> [Information shown]:
- - -

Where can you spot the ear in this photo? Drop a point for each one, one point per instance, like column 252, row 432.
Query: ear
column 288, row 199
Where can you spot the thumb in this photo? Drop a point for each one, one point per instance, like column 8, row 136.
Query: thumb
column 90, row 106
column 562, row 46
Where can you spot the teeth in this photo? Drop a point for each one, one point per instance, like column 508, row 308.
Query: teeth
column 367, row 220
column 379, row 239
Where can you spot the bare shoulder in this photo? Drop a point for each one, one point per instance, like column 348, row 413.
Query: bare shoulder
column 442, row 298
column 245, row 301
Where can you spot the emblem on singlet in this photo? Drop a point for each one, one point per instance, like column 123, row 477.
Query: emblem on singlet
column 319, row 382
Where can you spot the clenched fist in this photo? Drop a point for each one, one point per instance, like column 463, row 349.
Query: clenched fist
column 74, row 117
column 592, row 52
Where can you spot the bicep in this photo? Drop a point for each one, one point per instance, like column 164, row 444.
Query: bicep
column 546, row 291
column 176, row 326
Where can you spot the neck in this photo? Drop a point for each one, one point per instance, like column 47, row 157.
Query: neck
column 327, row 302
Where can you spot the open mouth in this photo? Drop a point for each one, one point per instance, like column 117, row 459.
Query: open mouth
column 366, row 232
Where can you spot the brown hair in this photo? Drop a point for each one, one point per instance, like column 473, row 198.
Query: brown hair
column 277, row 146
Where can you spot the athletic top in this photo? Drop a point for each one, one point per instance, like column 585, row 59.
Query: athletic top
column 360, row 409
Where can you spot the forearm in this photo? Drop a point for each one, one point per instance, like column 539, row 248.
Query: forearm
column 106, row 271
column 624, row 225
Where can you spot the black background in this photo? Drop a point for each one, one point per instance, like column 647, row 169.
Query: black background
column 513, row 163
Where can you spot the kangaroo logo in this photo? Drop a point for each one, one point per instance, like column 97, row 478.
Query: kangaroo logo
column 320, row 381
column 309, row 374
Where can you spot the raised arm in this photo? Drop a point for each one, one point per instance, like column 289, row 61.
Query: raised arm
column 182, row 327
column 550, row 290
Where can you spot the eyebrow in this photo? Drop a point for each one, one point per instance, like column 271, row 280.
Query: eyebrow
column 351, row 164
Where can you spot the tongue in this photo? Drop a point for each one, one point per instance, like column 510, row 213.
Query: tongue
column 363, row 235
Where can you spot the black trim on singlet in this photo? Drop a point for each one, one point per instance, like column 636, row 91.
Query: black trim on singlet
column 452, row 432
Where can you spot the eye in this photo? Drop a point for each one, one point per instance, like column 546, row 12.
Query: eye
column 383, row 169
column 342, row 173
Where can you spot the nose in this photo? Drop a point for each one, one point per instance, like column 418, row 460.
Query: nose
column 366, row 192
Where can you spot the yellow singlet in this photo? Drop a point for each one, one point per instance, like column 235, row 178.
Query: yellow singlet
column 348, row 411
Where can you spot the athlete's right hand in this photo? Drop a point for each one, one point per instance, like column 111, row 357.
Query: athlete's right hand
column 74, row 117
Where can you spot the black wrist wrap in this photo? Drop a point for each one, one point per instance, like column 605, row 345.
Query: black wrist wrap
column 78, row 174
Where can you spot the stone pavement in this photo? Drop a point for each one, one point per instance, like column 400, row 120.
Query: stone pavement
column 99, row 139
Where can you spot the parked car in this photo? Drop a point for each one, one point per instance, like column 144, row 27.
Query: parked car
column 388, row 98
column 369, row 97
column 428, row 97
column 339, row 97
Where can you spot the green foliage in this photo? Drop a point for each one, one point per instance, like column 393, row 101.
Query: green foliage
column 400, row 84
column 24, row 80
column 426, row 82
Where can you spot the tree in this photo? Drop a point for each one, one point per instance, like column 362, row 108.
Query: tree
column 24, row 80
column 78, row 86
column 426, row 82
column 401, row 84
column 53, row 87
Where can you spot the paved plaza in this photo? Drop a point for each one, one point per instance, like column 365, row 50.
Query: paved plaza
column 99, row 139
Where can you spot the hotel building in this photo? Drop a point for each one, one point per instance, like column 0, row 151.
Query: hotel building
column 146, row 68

- - -

> [Short task]:
Rewrite all of the data above as a JSON list of strings, with one string per line and blank lines omitted.

> [Answer to the problem]:
[
  "Where can you spot the ear in this photo? Drop a point for each one, one point per instance, like column 252, row 432.",
  "Query: ear",
  "column 288, row 199",
  "Where can you spot the thumb in this photo? Drop a point for each one, one point per instance, like column 8, row 136.",
  "Query: thumb",
  "column 90, row 106",
  "column 562, row 46",
  "Where can you spot the teeth in this photo? Drop a point for each one, one point per instance, like column 508, row 308.",
  "Query: teeth",
  "column 367, row 220",
  "column 379, row 239",
  "Where can you spot the bare shoulder in this photo? Drop a point for each one, one point per instance, like column 348, row 413.",
  "Query: bare shoulder",
  "column 442, row 298",
  "column 245, row 301",
  "Where can you spot the emblem on singlet in this photo? Drop a point for each one, one point per instance, like column 123, row 477.",
  "Query: emblem on singlet",
  "column 319, row 382",
  "Where can you spot the clenched fist in this photo? Drop a point for each one, one point per instance, like column 463, row 349.",
  "Query: clenched fist",
  "column 74, row 117",
  "column 592, row 52",
  "Where can you spot the bicep in this photo? Drop a point for each one, one point per instance, like column 164, row 444.",
  "Query: bicep",
  "column 546, row 291",
  "column 176, row 326",
  "Where can you spot the neck in this photo? Drop a point for each one, one point per instance, like column 47, row 157.",
  "Query: neck",
  "column 327, row 302",
  "Where can you spot the open mouth in this photo? Drop a point for each one, one point per instance, like column 117, row 459.",
  "Query: open mouth",
  "column 366, row 232",
  "Where can you spot the brown hair in this photo? Drop a point for each one, one point per instance, like column 473, row 198.",
  "Query: brown hair",
  "column 277, row 146",
  "Where can you spot the athletic top in this photo? Drop a point for each one, one point per instance, like column 585, row 59.",
  "Query: athletic top",
  "column 360, row 409",
  "Where can you spot the forearm in this photo? Drop a point for each one, one point per instance, like column 539, row 248.",
  "Query: forearm",
  "column 106, row 271",
  "column 624, row 225",
  "Where can you spot the black background in this photo? Drop a point for each one, one point per instance, like column 647, row 169.",
  "Query: black background",
  "column 513, row 163",
  "Where can you spot the kangaroo logo in this photo? Drop a point for each one, one point per instance, like column 97, row 478.",
  "Query: kangaroo logo",
  "column 320, row 381",
  "column 309, row 374",
  "Where can you spot the raised arm in this photo? Drop a point for each one, one point per instance, like column 289, row 61.",
  "Query: raised arm",
  "column 182, row 327",
  "column 550, row 290",
  "Where can you spot the eyebrow in this photo? Drop a point for each one, one point per instance, like column 271, row 280.",
  "Query: eyebrow",
  "column 351, row 164",
  "Where can you spot the tongue in this photo? Drop a point for each one, one point per instance, like column 510, row 213.",
  "Query: tongue",
  "column 363, row 235",
  "Where can you spot the black trim on singlet in this photo? Drop a point for each one, one point per instance, like column 636, row 91.",
  "Query: black trim on singlet",
  "column 452, row 432",
  "Where can you spot the eye in this photo? Drop a point for each one, one point per instance, like column 546, row 12.",
  "Query: eye",
  "column 383, row 169",
  "column 342, row 173",
  "Where can you spot the nose in this photo? Drop a point for each one, one point per instance, like column 418, row 460.",
  "Query: nose",
  "column 366, row 192",
  "Where can you spot the yellow singlet in this photo? Drop a point for each one, one point per instance, like column 235, row 178.",
  "Query: yellow singlet",
  "column 348, row 411",
  "Where can you spot the athlete's right hand in this photo? Drop a point for each one, one point per instance, like column 111, row 357.",
  "Query: athlete's right hand",
  "column 74, row 117",
  "Where can you spot the black wrist wrap in this photo? Drop a point for each one, one point per instance, like column 605, row 345.",
  "Query: black wrist wrap",
  "column 78, row 174",
  "Where can you spot the stone pavement in this photo? Drop a point for each one, one point per instance, like column 400, row 120.",
  "Query: stone pavement",
  "column 99, row 139",
  "Where can you spot the parked car in this photo? Drop a point for each one, one point per instance, like column 144, row 27.",
  "Query: parked car",
  "column 388, row 98",
  "column 369, row 97",
  "column 428, row 97",
  "column 339, row 97",
  "Where can you spot the green foliage in this photo? Drop a point for each one, one point per instance, like column 393, row 101.",
  "Query: green foliage",
  "column 400, row 84",
  "column 24, row 80",
  "column 426, row 82",
  "Where can you spot the tree in this photo? Drop a point for each one, one point per instance, like column 362, row 108.",
  "Query: tree",
  "column 24, row 80",
  "column 78, row 86",
  "column 426, row 82",
  "column 401, row 84",
  "column 53, row 87",
  "Where can you spot the paved plaza in this photo? Drop a point for each one, one point per instance, like column 365, row 50.",
  "Query: paved plaza",
  "column 99, row 139",
  "Where can you spot the hotel building in this photo? Drop a point for each one, one point per instance, like column 0, row 151.",
  "Query: hotel building",
  "column 146, row 68"
]